> **Excerpted records**:
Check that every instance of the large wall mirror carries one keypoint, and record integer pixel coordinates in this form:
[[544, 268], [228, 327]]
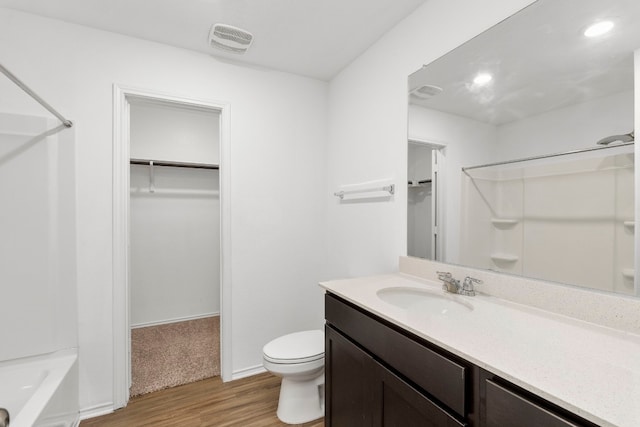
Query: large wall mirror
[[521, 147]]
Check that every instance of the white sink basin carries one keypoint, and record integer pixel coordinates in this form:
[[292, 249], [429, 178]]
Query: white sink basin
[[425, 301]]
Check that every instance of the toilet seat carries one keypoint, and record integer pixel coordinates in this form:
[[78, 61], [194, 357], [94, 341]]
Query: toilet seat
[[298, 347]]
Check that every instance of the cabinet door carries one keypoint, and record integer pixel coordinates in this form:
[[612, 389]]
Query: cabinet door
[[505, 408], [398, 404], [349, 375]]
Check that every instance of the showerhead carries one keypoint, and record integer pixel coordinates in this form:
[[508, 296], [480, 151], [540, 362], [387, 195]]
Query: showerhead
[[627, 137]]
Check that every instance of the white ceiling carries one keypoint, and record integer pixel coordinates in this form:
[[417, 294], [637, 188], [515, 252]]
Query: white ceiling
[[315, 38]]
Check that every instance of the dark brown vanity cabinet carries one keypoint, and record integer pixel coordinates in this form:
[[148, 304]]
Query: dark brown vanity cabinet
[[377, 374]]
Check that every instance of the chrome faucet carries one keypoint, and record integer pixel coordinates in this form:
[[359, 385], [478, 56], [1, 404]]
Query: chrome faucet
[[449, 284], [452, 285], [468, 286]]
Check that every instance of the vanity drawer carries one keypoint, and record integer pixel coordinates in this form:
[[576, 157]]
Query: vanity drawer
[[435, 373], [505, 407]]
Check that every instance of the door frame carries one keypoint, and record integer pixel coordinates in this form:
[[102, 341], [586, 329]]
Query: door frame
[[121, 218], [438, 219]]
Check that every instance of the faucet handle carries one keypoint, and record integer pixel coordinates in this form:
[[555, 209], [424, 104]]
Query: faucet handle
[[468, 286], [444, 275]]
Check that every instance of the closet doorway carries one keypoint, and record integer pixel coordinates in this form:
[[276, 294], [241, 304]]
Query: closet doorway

---

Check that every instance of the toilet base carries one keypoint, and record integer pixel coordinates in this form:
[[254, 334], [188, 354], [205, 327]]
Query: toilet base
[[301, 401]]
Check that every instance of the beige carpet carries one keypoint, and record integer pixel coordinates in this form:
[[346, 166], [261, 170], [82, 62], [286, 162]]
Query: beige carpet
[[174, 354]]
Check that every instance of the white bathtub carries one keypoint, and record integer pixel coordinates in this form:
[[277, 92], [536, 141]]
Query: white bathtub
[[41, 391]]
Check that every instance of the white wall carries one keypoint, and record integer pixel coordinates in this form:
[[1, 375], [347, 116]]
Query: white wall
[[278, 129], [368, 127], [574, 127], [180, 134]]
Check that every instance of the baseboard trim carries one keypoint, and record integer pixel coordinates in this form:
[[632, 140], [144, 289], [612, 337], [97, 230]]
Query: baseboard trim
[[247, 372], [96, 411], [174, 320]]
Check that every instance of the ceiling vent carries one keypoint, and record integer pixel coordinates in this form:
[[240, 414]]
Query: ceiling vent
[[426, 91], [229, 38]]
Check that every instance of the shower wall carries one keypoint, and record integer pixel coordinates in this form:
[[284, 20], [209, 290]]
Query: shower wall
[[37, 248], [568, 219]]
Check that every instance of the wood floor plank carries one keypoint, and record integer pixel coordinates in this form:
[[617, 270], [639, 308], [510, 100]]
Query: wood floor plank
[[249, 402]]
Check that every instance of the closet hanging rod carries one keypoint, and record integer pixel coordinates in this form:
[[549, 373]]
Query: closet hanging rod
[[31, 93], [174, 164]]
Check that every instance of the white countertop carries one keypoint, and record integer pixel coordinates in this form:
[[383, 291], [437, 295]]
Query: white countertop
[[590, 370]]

* * *

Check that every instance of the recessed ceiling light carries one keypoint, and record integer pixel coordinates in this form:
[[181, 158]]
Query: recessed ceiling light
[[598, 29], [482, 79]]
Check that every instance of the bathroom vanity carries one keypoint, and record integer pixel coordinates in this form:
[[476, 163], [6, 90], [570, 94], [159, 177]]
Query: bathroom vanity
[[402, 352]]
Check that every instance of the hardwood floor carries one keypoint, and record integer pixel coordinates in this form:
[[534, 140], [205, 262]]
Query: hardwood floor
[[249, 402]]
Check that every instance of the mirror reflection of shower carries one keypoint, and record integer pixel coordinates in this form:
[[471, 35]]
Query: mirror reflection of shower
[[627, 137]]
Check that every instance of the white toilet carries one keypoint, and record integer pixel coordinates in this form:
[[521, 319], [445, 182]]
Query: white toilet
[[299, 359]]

> **What is being asked**: Restate word for word the lines in the material above from the one with "Check that every instance of the cabinet" to the one with "Check that every instance of the showerhead"; both of those lines count, and nothing else does.

> **Solution below**:
Check that every instance of the cabinet door carries one keypoint, and record integer pixel coordinates in this form:
[[612, 389]]
Query: cabinet door
[[505, 408], [398, 404], [349, 375]]
Check that every instance of the showerhead carries one keypoint, and record integer pixel coordinates in this form:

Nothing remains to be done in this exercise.